◆ Written instruction: Copy every line of the records below word for word, leaving out the pictures.

◆ The input:
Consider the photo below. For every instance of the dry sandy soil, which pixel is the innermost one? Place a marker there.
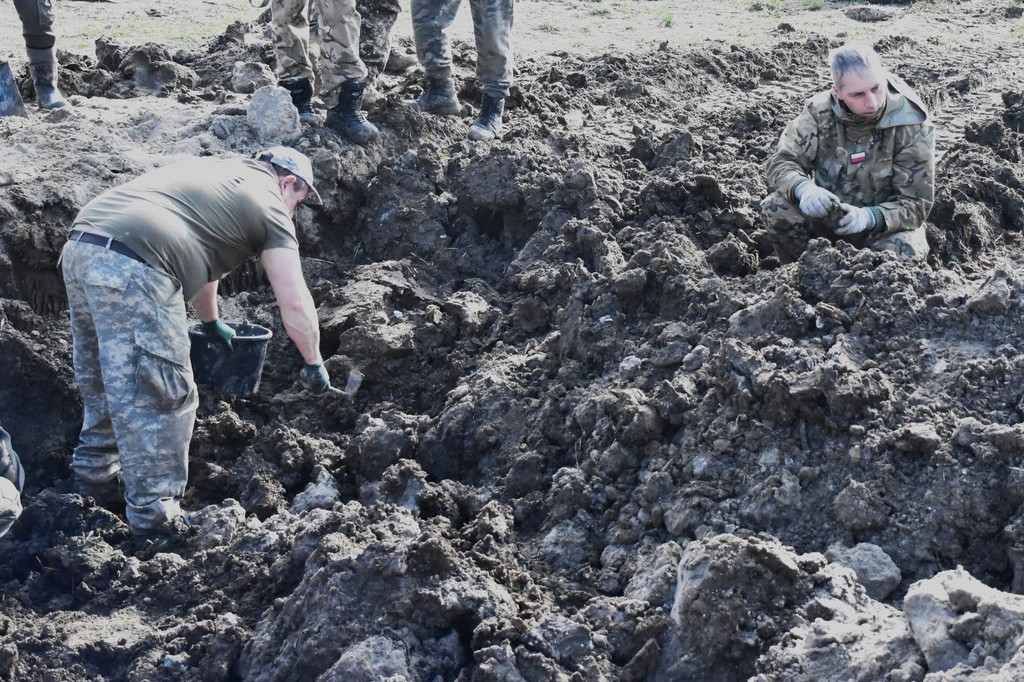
(602, 434)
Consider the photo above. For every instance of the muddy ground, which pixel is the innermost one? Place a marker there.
(602, 433)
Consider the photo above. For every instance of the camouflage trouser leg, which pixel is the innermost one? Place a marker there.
(339, 41)
(37, 23)
(375, 33)
(788, 227)
(290, 26)
(131, 361)
(908, 245)
(10, 465)
(492, 28)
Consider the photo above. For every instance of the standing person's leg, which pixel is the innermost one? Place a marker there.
(37, 27)
(378, 17)
(431, 20)
(493, 30)
(342, 71)
(11, 483)
(290, 26)
(138, 314)
(95, 460)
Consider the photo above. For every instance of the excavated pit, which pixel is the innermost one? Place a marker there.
(602, 434)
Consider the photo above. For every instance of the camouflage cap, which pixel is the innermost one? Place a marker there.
(296, 163)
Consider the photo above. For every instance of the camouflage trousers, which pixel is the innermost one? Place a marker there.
(792, 230)
(37, 23)
(11, 483)
(339, 43)
(375, 33)
(10, 465)
(131, 361)
(492, 29)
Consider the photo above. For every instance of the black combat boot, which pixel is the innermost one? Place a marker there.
(302, 96)
(488, 123)
(439, 98)
(346, 118)
(43, 68)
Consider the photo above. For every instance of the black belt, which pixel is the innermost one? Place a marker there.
(107, 243)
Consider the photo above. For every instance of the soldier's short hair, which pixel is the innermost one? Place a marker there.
(853, 56)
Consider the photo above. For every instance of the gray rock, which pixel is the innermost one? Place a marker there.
(875, 569)
(272, 117)
(956, 620)
(857, 508)
(323, 493)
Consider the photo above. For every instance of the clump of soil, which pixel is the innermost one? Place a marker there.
(602, 434)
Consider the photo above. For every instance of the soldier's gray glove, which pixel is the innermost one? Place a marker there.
(814, 201)
(314, 378)
(221, 332)
(857, 219)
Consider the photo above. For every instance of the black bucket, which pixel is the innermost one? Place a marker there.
(237, 372)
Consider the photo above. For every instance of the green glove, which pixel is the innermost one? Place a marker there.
(220, 331)
(314, 378)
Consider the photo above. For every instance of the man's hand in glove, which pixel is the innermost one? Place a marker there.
(221, 332)
(857, 219)
(314, 378)
(815, 201)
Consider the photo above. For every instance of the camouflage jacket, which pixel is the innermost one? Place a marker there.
(887, 163)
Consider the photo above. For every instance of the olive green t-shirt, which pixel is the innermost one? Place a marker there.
(197, 220)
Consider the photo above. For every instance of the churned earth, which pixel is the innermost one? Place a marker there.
(601, 433)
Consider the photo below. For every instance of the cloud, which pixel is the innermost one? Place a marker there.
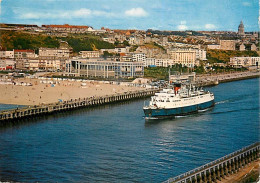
(246, 4)
(183, 22)
(210, 26)
(81, 12)
(136, 12)
(182, 27)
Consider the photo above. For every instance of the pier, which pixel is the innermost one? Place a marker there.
(210, 80)
(220, 168)
(38, 110)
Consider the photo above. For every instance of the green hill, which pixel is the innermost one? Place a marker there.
(20, 40)
(223, 56)
(86, 44)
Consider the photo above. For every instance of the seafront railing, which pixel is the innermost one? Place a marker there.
(220, 163)
(19, 113)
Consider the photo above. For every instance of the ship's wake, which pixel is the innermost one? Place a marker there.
(222, 102)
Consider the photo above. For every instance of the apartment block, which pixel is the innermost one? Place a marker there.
(244, 61)
(89, 54)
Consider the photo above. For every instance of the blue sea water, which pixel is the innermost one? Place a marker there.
(113, 143)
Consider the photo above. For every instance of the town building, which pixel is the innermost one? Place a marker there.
(241, 29)
(186, 57)
(7, 64)
(213, 46)
(139, 57)
(89, 54)
(149, 62)
(227, 45)
(7, 54)
(53, 56)
(67, 28)
(201, 54)
(244, 61)
(104, 68)
(23, 54)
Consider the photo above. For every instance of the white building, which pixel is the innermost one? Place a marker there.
(89, 54)
(244, 61)
(213, 46)
(164, 62)
(149, 61)
(7, 54)
(139, 57)
(7, 64)
(186, 57)
(54, 55)
(54, 52)
(201, 54)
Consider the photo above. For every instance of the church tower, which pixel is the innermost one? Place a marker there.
(241, 29)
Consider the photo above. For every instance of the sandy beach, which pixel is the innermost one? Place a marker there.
(43, 93)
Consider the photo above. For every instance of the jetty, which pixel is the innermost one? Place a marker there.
(44, 109)
(220, 168)
(210, 80)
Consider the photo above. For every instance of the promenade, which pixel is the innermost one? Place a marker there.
(214, 79)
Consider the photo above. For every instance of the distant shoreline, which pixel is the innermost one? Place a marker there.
(209, 80)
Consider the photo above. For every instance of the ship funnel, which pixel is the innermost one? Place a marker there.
(177, 86)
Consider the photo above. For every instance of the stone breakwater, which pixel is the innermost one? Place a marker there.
(38, 110)
(208, 80)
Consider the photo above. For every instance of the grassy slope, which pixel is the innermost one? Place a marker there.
(224, 56)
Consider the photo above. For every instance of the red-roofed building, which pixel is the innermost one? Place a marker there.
(20, 54)
(68, 28)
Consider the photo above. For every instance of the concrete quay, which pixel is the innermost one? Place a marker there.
(44, 109)
(216, 170)
(209, 80)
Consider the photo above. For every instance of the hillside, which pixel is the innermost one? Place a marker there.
(86, 44)
(223, 56)
(20, 40)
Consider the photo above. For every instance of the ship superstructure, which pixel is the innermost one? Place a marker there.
(179, 100)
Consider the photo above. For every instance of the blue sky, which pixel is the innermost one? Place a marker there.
(135, 14)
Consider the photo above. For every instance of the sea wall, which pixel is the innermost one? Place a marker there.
(38, 110)
(209, 80)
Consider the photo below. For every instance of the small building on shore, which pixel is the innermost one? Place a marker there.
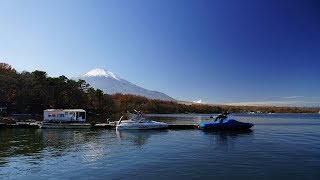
(64, 115)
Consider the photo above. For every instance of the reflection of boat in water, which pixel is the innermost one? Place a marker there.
(225, 122)
(138, 138)
(139, 121)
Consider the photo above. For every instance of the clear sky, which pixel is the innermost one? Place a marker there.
(228, 51)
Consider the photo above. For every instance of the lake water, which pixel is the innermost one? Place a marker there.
(280, 146)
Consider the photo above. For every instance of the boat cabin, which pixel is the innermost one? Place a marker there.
(64, 115)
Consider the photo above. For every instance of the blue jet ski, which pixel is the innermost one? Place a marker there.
(225, 122)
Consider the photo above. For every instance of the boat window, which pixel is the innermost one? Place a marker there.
(52, 115)
(82, 115)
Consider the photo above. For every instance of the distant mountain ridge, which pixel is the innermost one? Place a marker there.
(111, 84)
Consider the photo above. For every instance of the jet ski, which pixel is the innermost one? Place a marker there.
(225, 121)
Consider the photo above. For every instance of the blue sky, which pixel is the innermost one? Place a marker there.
(230, 51)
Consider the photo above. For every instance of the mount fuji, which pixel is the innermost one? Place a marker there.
(109, 83)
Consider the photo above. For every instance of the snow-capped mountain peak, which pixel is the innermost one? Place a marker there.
(109, 83)
(100, 73)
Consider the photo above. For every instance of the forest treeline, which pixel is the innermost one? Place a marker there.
(32, 92)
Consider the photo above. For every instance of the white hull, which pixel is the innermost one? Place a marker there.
(65, 125)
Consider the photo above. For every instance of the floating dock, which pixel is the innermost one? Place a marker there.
(35, 125)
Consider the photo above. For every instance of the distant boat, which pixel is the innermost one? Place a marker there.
(139, 122)
(64, 119)
(226, 122)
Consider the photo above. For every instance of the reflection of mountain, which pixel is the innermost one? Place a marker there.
(138, 138)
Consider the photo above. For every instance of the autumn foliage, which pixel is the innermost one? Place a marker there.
(33, 92)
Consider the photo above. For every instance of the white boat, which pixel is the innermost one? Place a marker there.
(138, 121)
(64, 119)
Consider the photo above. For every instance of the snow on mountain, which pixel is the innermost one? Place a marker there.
(100, 73)
(111, 84)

◆ Problem solution:
Consider the photo below. For every instance of the dry sandy soil, which pixel is the innermost one? Place a marker there.
(602, 434)
Consider the photo above. For every instance of the muddy ground, which pixel is the innermost one? Place a marker there.
(602, 433)
Consider the photo above. For every instance of the camouflage trouser leg, which pixel is the innermost one? Place a marker there.
(339, 41)
(37, 23)
(375, 33)
(788, 227)
(290, 26)
(131, 361)
(908, 245)
(10, 465)
(492, 28)
Consider the photo above. For every instance of the standing person's leg, which pixel is the innermost one? Place a marker there.
(37, 27)
(378, 17)
(431, 20)
(493, 30)
(342, 71)
(11, 483)
(290, 26)
(138, 314)
(95, 460)
Consider the photo above. For every instance of the excavated pit, which pixel is the innermost one? Place a marker there.
(602, 434)
Consider the photo above. For every instance of the camouflage cap, which pixel is the innermost one? Place a marker there.
(296, 163)
Consider the photo above. For every instance of the camouflage trousers, which pixel is the innermost one? Place a marker there.
(792, 230)
(37, 23)
(11, 483)
(339, 43)
(375, 33)
(10, 465)
(131, 361)
(492, 29)
Consider the photo above. For every instance of the black combat boot, which pixel is the innermost one? Place a marker there.
(302, 96)
(488, 123)
(439, 98)
(346, 118)
(43, 68)
Consider the photo above. For every instance of the black belt, which pixel is the innermost one? Place a marker there.
(107, 243)
Consider the photo above. For every instance of the soldier's short hair, which pixel is the innermost one? Place a marker there.
(853, 56)
Consider the photo above. For every instance of the gray rock, which pixel is the innermost one? Place a marker there.
(875, 569)
(272, 117)
(956, 620)
(857, 508)
(323, 493)
Consider the photo above. For every instance of the clump of soil, which pixel is the innermost one? Place a marker there.
(602, 434)
Consider the photo above. For every instance of the soldier's gray glove, which pixel is the innermost one? Place a marker there.
(814, 201)
(314, 378)
(221, 332)
(857, 219)
Consider the photo above. For every instance of the black bucket, which pixel is the innermost one? Place a marker there.
(237, 372)
Consider the photo above. For every instance of the green glove, which pixel is the innermost one? Place a marker there.
(220, 331)
(314, 378)
Consider the photo above. For every instance of the man's hand in glove, which pixel is the innermost one? Place a marker there.
(221, 332)
(857, 219)
(314, 378)
(815, 201)
Consider the photo above. For every instance of the camouflage jacket, which pixel is the innermost one? Place a marker there.
(887, 163)
Consider the photo above. For every instance of the olive green t-shirt, which pixel is the innermost one? Place a marker there.
(197, 220)
Consider the photo above. For every instance of the churned earth, which pixel is the innermost one? Place a marker there.
(601, 433)
Consider the photo below. For every instance of the cloud, which pixel is the innermost one? Place a marker there.
(246, 4)
(183, 22)
(210, 26)
(81, 12)
(136, 12)
(182, 27)
Consider the photo above. For every instance of the pier, which pixel is the innermost one? Place a marker there.
(210, 80)
(220, 168)
(38, 110)
Consider the photo above. For every instance of the green hill, which pixel is the innermost one? Place a marker there.
(20, 40)
(223, 56)
(86, 44)
Consider the photo above. For every instance of the seafront railing, which pixel is the innermost one? Place a marker there.
(220, 163)
(19, 113)
Consider the photo above. For every instance of the ship's wake, which pixel is the innermost one? Place a marker there.
(222, 102)
Consider the photo above. For every instance of the apartment block, which pixel is the innermost one? Place a marker there.
(244, 61)
(89, 54)
Consider the photo above. For every instance of the blue sea water, which pixel is the innermost one? Place a marker there.
(113, 143)
Consider the photo above. For every instance of the town building, which pixel is the innermost one? Place a marker there.
(241, 29)
(186, 57)
(7, 64)
(213, 46)
(139, 57)
(89, 54)
(149, 62)
(227, 45)
(7, 54)
(53, 56)
(67, 28)
(201, 54)
(244, 61)
(104, 68)
(23, 54)
Consider the photo above. For every instance of the white building, which pixel is the innermost one? Place a marker there.
(89, 54)
(244, 61)
(213, 46)
(164, 62)
(149, 61)
(7, 54)
(139, 57)
(7, 64)
(186, 57)
(54, 55)
(54, 52)
(201, 54)
Consider the photo above. For every instance of the church tower, which pixel is the innermost one? Place a marker there.
(241, 29)
Consider the photo above. For every instance of the sandy beach, which pixel is the innermost one? Place a marker there.
(43, 93)
Consider the photo above. For every instance of the jetty, which pixel is the innermost one? Place a marker there.
(44, 109)
(220, 168)
(210, 80)
Consider the photo above. For every instance of the promenade, which pixel is the innermost one? Place a marker there.
(214, 79)
Consider the photo above. For every instance of the distant shoreline, which pixel is the innermost one? Place a marker there.
(209, 80)
Consider the photo above. For every instance of the ship funnel, which pixel is the innermost one? Place a marker there.
(177, 86)
Consider the photo above. For every instance of the stone breakwater, which pixel is the innermost one? Place a marker there.
(38, 110)
(208, 80)
Consider the photo above. For every instance of the grassy slope, which pixel is the innermost one? Place a marker there.
(224, 56)
Consider the photo above. For every instance of the red-roofed building, which pixel is the innermost one? Place a marker there.
(20, 54)
(68, 28)
Consider the photo above. For every instance of the concrete quay, which pixel is the innermost one? Place a marker there.
(44, 109)
(216, 170)
(209, 80)
Consider the photo above. For every instance of the hillside, which pixel is the innermost one? Place a marker there.
(86, 44)
(223, 56)
(20, 40)
Consider the photo above. For every instance of the ship superstructure, which pixel is the innermost one? Place a marker there.
(179, 100)
Consider the photo above. For every instance of the blue sky, which pixel is the innermost one? Place a marker there.
(135, 14)
Consider the photo above. For every instance of the sea wall, which pixel is the innermost one? Place a marker there.
(38, 110)
(209, 80)
Consider the photo below. For every instance of the small building on shore, which pixel is the innermost one? Place a marker there.
(64, 115)
Consider the photo above. For every instance of the reflection of boat in water, which pixel is the innermost one? Place a marker there.
(225, 122)
(138, 138)
(139, 121)
Consider the photo above. For every instance of the clear sky, which pixel is the innermost one? Place a marker there.
(228, 51)
Consider the photo above. For every instance of the lake water, which pixel is the innermost one? Place a marker there.
(280, 146)
Consider the photo above. For every instance of the boat cabin, which pixel is the innermost one? Place a marker there.
(64, 115)
Consider the photo above. For every instance of the blue jet ski, which pixel is the innermost one? Place a marker there.
(225, 122)
Consider the photo above. For every instance of the boat window, which pixel is the innermost one? Place a marker there.
(52, 115)
(82, 115)
Consider the photo above. For every instance of the distant mountain ridge, which pixel is the innermost one? Place a marker there.
(111, 84)
Consider the photo above. For every instance of the jet ski, which pixel is the innermost one? Place a marker there.
(225, 121)
Consider the photo above. For every instance of the blue sky, which pixel is the innermost one? Place a marker there.
(230, 51)
Consider the photo above. For every instance of the mount fuji, which pixel is the innermost one? Place a marker there.
(109, 83)
Consider the photo above. For every instance of the snow-capped mountain peak, which pixel is the innermost one? Place a marker there.
(109, 83)
(100, 73)
Consider the photo above. For every instance of the forest treeline, which pixel is the innermost one? Place a marker there.
(32, 92)
Consider the photo above. For every instance of the white hull, which pixel is the innermost one? Place a marker there.
(65, 125)
Consider the photo above. For every instance of the floating dock, which pixel is the innermost one? Place a marker there.
(35, 125)
Consider the photo above. For every instance of the distant boat, which pixel is the innermost one? Place a marker there.
(139, 122)
(64, 119)
(226, 122)
Consider the photo above. For every instance of the reflection of mountain, which pixel is the innermost one? Place a marker there.
(138, 138)
Consider the photo above. For every instance of the autumn foliage, which pixel is the innermost one? Place a marker there.
(33, 92)
Consider the photo above. For every instance of the white boat, which pixel is the innermost one? Place a marker there.
(138, 121)
(64, 119)
Consider the photo above. For every instance of the snow on mountain, which pixel is the innermost one? Place a marker there.
(100, 73)
(111, 84)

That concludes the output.